> [YOUR OBJECTIVE]:
Copy out every line in the records below that contains the string "Target".

> [DATA EXTRACT]:
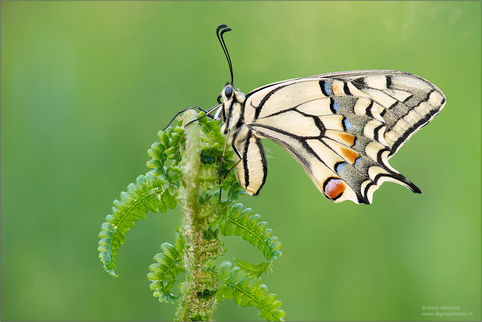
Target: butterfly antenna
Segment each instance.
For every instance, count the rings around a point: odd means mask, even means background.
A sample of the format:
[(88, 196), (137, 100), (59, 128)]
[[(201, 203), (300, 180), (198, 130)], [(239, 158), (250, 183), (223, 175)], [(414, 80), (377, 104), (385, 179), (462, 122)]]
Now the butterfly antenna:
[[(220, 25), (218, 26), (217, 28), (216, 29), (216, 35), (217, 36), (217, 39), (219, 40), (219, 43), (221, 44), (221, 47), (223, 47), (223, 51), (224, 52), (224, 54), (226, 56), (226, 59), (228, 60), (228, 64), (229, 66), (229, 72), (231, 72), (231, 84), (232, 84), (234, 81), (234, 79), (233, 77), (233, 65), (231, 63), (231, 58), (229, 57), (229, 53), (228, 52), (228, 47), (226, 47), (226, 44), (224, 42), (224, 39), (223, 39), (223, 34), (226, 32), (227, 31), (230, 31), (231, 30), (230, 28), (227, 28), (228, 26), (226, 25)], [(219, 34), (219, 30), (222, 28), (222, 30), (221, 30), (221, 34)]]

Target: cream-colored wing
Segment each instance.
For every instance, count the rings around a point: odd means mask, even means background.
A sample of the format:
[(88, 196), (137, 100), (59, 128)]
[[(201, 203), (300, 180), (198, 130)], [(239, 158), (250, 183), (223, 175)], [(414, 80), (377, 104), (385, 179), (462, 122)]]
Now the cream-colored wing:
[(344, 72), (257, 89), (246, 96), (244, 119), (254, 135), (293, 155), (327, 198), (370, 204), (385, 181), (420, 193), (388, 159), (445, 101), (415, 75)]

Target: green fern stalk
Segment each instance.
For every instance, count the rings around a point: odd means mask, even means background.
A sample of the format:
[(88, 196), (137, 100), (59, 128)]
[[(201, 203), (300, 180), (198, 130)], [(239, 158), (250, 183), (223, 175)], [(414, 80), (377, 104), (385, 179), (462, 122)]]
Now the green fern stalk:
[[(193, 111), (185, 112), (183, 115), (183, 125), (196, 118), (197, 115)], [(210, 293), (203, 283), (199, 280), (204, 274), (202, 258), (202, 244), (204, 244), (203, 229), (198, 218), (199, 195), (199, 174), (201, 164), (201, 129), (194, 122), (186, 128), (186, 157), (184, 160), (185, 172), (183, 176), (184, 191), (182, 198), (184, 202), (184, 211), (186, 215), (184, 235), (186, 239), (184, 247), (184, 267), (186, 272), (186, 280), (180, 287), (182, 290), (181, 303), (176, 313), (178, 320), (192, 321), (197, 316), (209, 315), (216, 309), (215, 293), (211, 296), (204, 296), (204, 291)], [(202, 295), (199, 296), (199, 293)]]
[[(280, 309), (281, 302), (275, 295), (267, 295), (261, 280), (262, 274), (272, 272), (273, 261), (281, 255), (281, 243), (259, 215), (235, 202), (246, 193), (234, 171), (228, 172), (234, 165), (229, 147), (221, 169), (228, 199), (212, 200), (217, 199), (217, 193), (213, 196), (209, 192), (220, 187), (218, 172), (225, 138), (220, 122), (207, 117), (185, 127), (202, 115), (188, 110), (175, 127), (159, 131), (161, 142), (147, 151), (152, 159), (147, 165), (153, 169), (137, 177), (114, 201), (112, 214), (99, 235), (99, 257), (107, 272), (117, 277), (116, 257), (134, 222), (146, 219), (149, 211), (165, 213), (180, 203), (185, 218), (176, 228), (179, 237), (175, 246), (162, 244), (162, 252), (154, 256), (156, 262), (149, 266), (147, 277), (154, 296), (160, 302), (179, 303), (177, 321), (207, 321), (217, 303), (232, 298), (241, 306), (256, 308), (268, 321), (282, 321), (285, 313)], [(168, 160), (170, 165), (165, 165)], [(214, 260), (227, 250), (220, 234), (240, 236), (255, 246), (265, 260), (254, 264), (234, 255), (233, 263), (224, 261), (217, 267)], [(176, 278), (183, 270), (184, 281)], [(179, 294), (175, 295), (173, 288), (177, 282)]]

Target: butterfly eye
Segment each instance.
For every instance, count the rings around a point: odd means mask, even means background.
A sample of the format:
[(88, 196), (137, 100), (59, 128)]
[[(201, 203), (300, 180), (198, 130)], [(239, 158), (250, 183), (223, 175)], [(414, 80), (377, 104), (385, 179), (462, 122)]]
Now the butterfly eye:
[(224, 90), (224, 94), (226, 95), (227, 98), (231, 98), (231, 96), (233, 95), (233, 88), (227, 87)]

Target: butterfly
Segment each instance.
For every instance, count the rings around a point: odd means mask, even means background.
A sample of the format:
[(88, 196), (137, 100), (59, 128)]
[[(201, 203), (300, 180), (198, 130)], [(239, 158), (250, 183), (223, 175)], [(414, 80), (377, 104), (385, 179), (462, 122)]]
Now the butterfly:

> [SOLUTION TO THIS EXERCISE]:
Target: butterfly antenna
Target: cream-colored wing
Target: green fern stalk
Target: butterfly eye
Target: butterfly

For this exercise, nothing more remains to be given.